= TASK GOAL =
From first line to last, print the records exactly, but leave out the pictures.

BEGIN INPUT

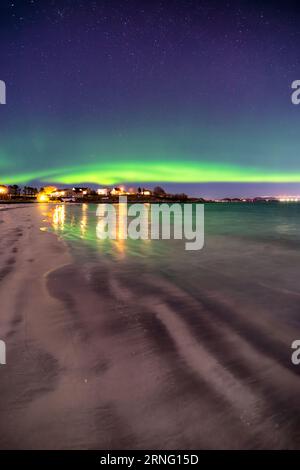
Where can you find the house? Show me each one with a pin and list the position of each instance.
(80, 192)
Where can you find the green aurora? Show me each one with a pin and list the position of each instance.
(151, 172)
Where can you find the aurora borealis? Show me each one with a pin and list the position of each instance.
(108, 92)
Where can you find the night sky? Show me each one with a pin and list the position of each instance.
(181, 93)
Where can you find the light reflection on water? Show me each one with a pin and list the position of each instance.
(255, 241)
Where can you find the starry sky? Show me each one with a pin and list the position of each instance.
(192, 95)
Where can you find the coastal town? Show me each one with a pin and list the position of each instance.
(29, 194)
(16, 194)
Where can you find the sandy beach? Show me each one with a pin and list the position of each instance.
(99, 358)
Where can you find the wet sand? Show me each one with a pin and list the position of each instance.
(103, 355)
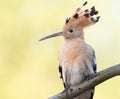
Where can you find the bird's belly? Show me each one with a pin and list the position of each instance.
(78, 73)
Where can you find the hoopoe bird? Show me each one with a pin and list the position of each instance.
(77, 62)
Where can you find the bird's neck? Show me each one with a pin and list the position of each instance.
(79, 37)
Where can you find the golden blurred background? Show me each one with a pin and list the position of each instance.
(28, 68)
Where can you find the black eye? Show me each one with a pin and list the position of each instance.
(71, 31)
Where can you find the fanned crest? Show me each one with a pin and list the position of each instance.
(82, 18)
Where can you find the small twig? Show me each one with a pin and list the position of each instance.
(97, 79)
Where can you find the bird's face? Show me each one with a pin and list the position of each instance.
(75, 24)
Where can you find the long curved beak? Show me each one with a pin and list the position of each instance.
(52, 35)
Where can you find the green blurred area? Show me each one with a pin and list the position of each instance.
(28, 68)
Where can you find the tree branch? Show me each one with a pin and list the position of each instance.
(97, 79)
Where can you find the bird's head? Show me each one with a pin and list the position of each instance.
(76, 23)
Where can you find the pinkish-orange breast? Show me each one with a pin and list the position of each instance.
(71, 51)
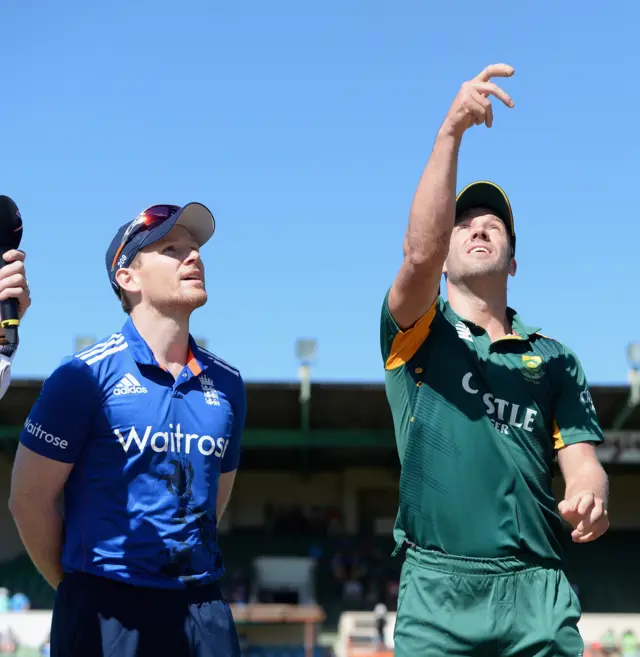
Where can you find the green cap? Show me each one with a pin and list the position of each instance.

END INPUT

= TASK SOLUTION =
Where can you find the house? Show me each one with a pin and list the position of each instance.
(80, 192)
Where can you find the green aurora? Show me each one with a pin and list the position of each instance.
(151, 172)
Where can you find the aurora borealis? Show me each one with a pin and list the position of each instance.
(108, 92)
Where can you find the night sky? Show me each one with a pin and list the position of each instance.
(181, 93)
Where can you find the light reflection on water? Show me each one with a pin and list the position of each instance.
(255, 241)
Where can you find the starry sky? Show me each one with a pin and list the position of each instance.
(192, 95)
Where can you find the coastal town? Show me each one with a pin and list the position of each instance.
(29, 194)
(16, 194)
Where can you find the sandy beach? Show me each one with a pin and list the position of each instance.
(99, 358)
Where can you find the wet sand? Show me each one with a pin and list the position of each instance.
(103, 355)
Where can you find the bird's belly? Show me each one with a pin and list the position of each instance.
(78, 73)
Where can you find the hoopoe bird? Show me each one with a pin and list the position of each instance.
(77, 62)
Where can you find the bird's neck? Show me each one with a pin and list the position of each instance.
(79, 37)
Where can you find the golden blurred background? Show me each one with a pin and list the position of each instance.
(28, 68)
Where can you find the black eye? Show me each one with a pin and list the position of each instance.
(71, 31)
Where can you find the fanned crest? Show me each one with a pin and list the position of each instance.
(82, 18)
Where can you find the small twig? Show me each one with a pin and list the position of each instance.
(97, 79)
Where can you find the bird's face? Show me each one with a pin and list the position of each instance.
(75, 24)
Where can you find the long curved beak? Show me each one with a pin and list the position of each instance.
(52, 35)
Where can you find the green blurred area? Show me each one with a pin and list the position of each instance.
(28, 68)
Where can you find the tree branch? Show me each one with a pin and list the position of each instance.
(97, 79)
Where can you find the bird's head? Show me each one with a pin and list the position of each instance.
(76, 23)
Where can you find the pinkish-orange breast? Show me each one with a pin and list the position of each instance.
(71, 51)
Where can you find the green cap? Show me each one with a pin and list the position of each instance.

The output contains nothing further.